--- Start of Source document ---

Section 1400Z-2(3)(4) of the Code allows the Secretary of the Treasury to prescribe regulations regarding the certification of QOFs.  The proposed regulations permit a taxpayer that is a corporation or partnership for tax purposes to self-certify as a QOF.  A deferral election may only be made for investments in a QOF.  A proper deferral election may not be made for investments that are made in an entity before that entity is a QOF.  Thus, if an investment is made prior to the date that the eligible entity elects QOF status, the investment cannot qualify for gain deferral and gain elimination under Section 1400Z-2.

The proposed regulations do provide that there is no prohibition on using a pre-existing entity as a QOF or as a subsidiary entity operating a qualified opportunity business, provided the pre-existing entity satisfies the requirements under Section 1400Z-2(d).

The proposed regulations provide that an eligible entity may elect QOF status for a month other than the first month of the eligible entity’s existence, so long as the eligible entity meets the 90% test and requirements for QOF qualification for each of the first six months after the date of the election.  However, if the eligible entity elects QOF status for a month that is less than six months from the end of the eligible entity’s tax year, then the 90% test takes into account only the assets of the eligible entity on the last day of the eligible entity’s tax year.

90% Test

The proposed regulations clarify that an eligible entity that has an applicable financial statement under Treas. Reg. 1.475(a)-4(h) must use the asset values from the applicable financial statement for purposes of testing under the 90% asset test.  If the eligible entity does not have such an applicable financial statement, then the eligible entity must use the cost of the asset for purposes of testing under the 90% test.

Qualified Opportunity Zone Stock and Partnership Interests

The proposed regulations note that qualified opportunity zone property includes qualified opportunity zone stock and qualified opportunity zone partnership interests, provided:

(A) the stock or partnership interest is acquired by the QOF after December 31, 2017, at its original issue (directly or through an underwriter) solely in exchange for cash,

(B) as of the time the stock or partnership interest was issued, the corporation or partnership issuing the stock or partnership interest was a qualified opportunity zone business (or, in the case of a new corporation or partnership, the corporation or partnership was being organized for purposes of being such a qualified opportunity zone business), and

(C) during substantially all of the QOF’s holding period for the stock, the corporation or partnership qualifies as a qualified opportunity zone business.

--- End of Source document ---

### Direction 1
Reproduce the part of the passage on qualified opportunity funds that opens with the words "The proposed regulations note" and closes with "opportunity zone business.", substituting "intermediary" for "underwriter".
The passage on qualified opportunity funds has no connection to the listing that comes next.

--- Start of Data to use ---

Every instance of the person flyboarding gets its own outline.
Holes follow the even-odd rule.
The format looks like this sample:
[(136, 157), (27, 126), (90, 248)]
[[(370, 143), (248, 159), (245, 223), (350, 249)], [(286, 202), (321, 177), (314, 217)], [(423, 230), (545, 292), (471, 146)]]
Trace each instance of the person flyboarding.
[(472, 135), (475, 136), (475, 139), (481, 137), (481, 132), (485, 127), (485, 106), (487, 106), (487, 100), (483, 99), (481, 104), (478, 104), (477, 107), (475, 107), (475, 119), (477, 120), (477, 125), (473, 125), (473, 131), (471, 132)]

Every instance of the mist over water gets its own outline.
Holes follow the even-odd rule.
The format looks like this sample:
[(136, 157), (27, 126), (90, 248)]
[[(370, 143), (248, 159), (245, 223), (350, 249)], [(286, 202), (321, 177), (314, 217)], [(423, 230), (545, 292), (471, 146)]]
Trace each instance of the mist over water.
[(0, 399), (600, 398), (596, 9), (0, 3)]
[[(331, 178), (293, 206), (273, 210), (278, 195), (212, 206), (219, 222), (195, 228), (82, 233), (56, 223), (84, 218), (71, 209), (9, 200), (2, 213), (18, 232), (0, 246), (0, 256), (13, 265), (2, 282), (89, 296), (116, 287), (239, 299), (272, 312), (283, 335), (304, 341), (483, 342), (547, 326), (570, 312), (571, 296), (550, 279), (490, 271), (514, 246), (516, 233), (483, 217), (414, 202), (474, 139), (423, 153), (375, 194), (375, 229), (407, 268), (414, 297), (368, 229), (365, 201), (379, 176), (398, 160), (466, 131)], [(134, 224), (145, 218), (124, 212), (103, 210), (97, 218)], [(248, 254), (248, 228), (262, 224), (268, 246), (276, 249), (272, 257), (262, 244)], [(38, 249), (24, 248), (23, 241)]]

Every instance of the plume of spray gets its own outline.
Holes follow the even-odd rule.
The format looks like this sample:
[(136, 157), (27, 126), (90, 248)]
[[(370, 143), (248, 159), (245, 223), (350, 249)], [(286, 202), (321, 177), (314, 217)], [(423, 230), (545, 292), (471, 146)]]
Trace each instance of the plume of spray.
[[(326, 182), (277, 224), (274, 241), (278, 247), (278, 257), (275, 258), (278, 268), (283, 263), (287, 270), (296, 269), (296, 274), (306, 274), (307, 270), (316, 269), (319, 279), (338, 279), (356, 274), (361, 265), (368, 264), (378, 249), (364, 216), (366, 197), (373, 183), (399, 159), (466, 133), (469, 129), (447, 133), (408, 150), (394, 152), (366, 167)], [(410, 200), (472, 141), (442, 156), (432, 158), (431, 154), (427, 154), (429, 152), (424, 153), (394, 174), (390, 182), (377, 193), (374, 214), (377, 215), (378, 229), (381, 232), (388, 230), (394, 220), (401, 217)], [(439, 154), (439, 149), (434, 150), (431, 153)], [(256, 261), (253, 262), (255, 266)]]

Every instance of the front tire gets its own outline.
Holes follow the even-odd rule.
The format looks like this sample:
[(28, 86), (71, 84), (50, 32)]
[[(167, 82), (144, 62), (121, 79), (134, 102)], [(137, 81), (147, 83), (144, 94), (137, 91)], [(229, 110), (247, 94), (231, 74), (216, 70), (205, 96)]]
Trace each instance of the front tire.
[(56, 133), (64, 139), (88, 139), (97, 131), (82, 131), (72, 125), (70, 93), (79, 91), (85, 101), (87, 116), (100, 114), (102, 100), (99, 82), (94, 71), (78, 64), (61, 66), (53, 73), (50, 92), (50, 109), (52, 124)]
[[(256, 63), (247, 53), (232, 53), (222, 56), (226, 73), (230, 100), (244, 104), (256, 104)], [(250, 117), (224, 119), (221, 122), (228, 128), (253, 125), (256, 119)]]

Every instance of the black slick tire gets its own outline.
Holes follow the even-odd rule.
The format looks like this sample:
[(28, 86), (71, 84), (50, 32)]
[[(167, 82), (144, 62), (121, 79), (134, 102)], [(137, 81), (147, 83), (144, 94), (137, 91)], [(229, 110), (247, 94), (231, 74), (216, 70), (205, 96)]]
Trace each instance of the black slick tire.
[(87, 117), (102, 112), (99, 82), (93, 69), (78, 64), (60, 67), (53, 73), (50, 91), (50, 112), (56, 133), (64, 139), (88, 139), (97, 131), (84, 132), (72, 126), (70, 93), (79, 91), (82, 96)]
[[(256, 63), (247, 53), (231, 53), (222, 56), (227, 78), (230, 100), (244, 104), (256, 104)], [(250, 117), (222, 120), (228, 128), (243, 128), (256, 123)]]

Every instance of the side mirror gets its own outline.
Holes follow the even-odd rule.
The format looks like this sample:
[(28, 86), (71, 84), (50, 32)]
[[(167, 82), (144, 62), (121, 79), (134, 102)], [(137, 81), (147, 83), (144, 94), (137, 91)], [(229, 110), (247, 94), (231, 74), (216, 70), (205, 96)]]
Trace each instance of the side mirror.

--- End of Data to use ---

### Direction 2
Pull out every line of the listing that contains the word "water".

### Exercise answer 1
The proposed regulations note that qualified opportunity zone property includes qualified opportunity zone stock and qualified opportunity zone partnership interests, provided:

(A) the stock or partnership interest is acquired by the QOF after December 31, 2017, at its original issue (directly or through an intermediary) solely in exchange for cash,

(B) as of the time the stock or partnership interest was issued, the corporation or partnership issuing the stock or partnership interest was a qualified opportunity zone business (or, in the case of a new corporation or partnership, the corporation or partnership was being organized for purposes of being such a qualified opportunity zone business), and

(C) during substantially all of the QOF’s holding period for the stock, the corporation or partnership qualifies as a qualified opportunity zone business.

### Exercise answer 2
Every instance of the mist over water gets its own outline.
Trace each instance of the mist over water.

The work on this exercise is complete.